═════ The data

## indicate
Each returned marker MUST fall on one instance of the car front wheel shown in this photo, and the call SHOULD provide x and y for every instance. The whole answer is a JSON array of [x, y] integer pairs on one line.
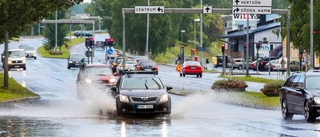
[[308, 113], [284, 108]]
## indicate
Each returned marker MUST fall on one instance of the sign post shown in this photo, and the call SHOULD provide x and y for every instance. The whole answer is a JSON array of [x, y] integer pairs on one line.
[[251, 7]]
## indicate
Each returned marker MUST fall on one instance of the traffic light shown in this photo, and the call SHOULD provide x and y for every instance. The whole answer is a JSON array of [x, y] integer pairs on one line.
[[300, 53], [87, 43], [258, 46], [222, 48], [110, 42], [91, 42]]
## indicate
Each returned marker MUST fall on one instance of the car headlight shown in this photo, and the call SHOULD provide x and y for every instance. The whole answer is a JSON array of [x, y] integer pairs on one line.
[[316, 100], [163, 98], [112, 80], [124, 98], [88, 80]]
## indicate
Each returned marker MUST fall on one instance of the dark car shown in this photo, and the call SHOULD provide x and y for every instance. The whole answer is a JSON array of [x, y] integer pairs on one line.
[[191, 68], [141, 92], [147, 65], [92, 77], [300, 95], [262, 62], [74, 60]]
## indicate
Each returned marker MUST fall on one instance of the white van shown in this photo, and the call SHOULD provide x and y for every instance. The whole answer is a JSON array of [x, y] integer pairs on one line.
[[16, 58]]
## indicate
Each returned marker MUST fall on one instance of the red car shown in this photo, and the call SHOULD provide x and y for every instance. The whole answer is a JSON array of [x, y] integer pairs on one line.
[[191, 68], [94, 77]]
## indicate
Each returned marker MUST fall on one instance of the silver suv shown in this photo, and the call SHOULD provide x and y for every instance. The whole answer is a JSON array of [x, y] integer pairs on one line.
[[238, 63]]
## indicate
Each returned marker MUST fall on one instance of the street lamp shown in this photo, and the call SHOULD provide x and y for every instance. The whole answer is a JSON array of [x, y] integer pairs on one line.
[[182, 31], [194, 24]]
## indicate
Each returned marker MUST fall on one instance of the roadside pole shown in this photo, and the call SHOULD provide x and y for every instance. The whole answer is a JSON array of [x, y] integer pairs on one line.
[[162, 10]]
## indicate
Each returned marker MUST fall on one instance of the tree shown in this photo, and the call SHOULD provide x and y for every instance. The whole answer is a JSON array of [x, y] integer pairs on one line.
[[61, 31], [17, 15]]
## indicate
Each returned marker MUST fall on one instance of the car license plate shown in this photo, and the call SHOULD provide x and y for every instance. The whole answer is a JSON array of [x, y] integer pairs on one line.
[[144, 106]]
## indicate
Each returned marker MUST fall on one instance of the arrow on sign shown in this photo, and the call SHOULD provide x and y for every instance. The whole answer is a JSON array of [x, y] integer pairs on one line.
[[207, 9], [236, 10], [237, 1], [159, 9]]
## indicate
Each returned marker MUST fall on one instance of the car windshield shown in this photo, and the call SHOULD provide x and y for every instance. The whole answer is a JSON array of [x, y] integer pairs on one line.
[[312, 82], [16, 54], [101, 71], [141, 83]]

══════════

Problem statement
Exclude the pictures and repeat every other part of the records word for word.

Answer for this exercise
## indicate
Each returned marker MUST fall on one instance of the car front wheel shown in this photo, and the call SHOULD provide x and y for every instance. The whole answer is a JSON array of [x, y] integer pairs on one line.
[[308, 113], [284, 108]]
## indicate
Each returned marker MUST fall on one instance of the sign post shown in this photo, and the call SHOULD provide x and y for every instance. The whole answer is a JSON array of [x, y] integer pairs on one line.
[[251, 7]]
## indicate
Each returned marker MUST fall on one instance of the traffic light shown in this photo, and the call SHOULD provide x and y for every instance. The whole answer is a JSON array of [x, y] integer pairs on one line.
[[300, 53], [87, 43], [258, 46], [222, 48], [110, 42], [91, 42]]
## indicate
Each returned marker MUST fall on one instance of the car headlight shown in this photo, and the call SHOULD provide x and y for every instance. The whole answer is a JSON array of [x, y] integer pairs on one line.
[[316, 100], [163, 98], [112, 80], [124, 98], [88, 80]]
## indicate
Each returned marker MUST fall on one instance of the dark car shown in this photo, and the call SHOULD provide x and y for every instance. The whole answer is a JSON array of [x, y] integer pairs on one line.
[[191, 68], [141, 92], [147, 65], [92, 77], [300, 95], [262, 62], [74, 60]]
## indicate
Each returned marker MUST fall on one instance of the white van shown in this photo, and the call SHOULD provide x and y for every instance. The whole answer is a JSON array of [x, y] integer pairs on one line.
[[16, 58]]
## indicate
Each returned marker MUST fall on one instance of the red car shown in this photo, and the call SHOULD provide x and y for every instance. The whole answer is a JSON array of [x, y] integer pairs on one line.
[[191, 68], [94, 77]]
## indicate
Each returned marker MUST fall on one instance of the silver suv shown in this photo, and the call SHOULD provide x and y for every instance. The whole answer is a JSON array of [x, y] integer pairs on one line.
[[238, 63]]
## indicate
Each returned marker MUST fall on one instance of the street lamp shown in this photo, and the call SHOULD provide x and y for every instance. The whole answer is a JSON array of [x, y] integer pairs on one line.
[[182, 31], [194, 24]]
## indicate
Each returned marker MUST fall on one instance of the roadside pole shown in this photo, and the call SHOULD provide x and y for every instance. The whole answer is a JSON array of [x, y] integer pairs on one line.
[[162, 10]]
## indicate
Each returned marker MUST fall on one instance of the tree shown in this photo, and the call SHOULD provide x and y for every instance. The whole answer is a JSON array of [x, y] integer pairs on one line.
[[61, 31], [17, 15]]
## indicate
Each returned marker MUST fall on one instance of the car license plate shown in this photo, and the call SHOULD provide x and y for every instance. The whole answer is a JSON array of [x, y] integer pairs on one line.
[[144, 106]]
## indicate
Each returned marker MUST fall on one instance of the arrow on sign shown in this photo, and the call SHOULD provide x and y for every instance. The whole answer is a JSON array of [x, y] integer pairs on one line.
[[207, 9], [236, 10], [237, 1], [159, 9]]
## indicate
Each returned marker MUST fall on one instance of the car windshield shown in this photo, and the call SHOULD provide x and y for every instance. The whole answer is a JSON array of [x, y] integer pairs on one line.
[[312, 82], [16, 54], [101, 71], [141, 83]]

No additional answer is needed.